**Working data:**

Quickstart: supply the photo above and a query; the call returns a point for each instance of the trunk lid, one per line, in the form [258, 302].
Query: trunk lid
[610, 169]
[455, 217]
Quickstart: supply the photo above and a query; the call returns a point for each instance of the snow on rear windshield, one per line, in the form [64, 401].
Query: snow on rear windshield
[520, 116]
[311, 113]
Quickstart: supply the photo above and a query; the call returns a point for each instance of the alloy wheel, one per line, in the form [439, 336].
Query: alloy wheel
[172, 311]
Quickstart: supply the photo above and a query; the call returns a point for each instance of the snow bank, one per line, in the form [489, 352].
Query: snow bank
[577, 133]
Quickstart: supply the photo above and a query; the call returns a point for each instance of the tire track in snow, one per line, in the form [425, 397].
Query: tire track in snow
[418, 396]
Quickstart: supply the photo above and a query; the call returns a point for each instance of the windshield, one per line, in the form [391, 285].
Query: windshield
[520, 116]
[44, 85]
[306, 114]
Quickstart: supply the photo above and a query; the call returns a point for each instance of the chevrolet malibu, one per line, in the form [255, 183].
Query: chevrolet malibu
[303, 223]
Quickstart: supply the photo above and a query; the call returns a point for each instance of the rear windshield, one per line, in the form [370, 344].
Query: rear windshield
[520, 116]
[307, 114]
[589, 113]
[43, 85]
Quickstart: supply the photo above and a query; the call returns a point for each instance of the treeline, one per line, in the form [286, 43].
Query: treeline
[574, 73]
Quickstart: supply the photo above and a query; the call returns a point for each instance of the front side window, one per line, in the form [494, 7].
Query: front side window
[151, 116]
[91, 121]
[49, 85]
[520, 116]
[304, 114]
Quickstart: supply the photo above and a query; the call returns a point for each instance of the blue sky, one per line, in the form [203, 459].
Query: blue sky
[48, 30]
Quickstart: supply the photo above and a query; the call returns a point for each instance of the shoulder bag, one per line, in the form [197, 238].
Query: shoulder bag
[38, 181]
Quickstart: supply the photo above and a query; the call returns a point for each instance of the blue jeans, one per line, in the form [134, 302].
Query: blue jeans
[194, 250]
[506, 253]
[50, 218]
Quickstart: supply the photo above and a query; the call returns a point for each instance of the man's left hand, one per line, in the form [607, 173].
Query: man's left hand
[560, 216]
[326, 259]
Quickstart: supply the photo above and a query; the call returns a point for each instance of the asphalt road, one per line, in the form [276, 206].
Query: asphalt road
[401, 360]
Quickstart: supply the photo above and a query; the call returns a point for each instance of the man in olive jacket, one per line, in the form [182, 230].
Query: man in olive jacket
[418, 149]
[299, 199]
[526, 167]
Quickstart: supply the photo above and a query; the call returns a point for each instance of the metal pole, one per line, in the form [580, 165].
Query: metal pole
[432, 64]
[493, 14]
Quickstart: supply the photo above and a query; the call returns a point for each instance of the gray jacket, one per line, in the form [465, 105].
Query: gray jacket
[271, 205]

**Task goal:**
Your reply must contain the line with "form [182, 230]." and each later line of the material, word for word, and nothing else.

**Solution for this problem:**
Quickstart: supply the photo above and a query; the call returns a point for each instance of the man in olive jacket, one per line, in the form [182, 230].
Query: man in olive jacket
[418, 149]
[299, 199]
[526, 167]
Quickstart: supply the photo above and a query; the call returns a point for each instance of the metal pole, one per line, in the form [580, 165].
Query: metal pole
[432, 64]
[493, 14]
Quickstart: supply the photo above and a query; the call returns a point for each instance of the gray jacket, one per line, in the form [465, 105].
Query: gray jacket
[271, 205]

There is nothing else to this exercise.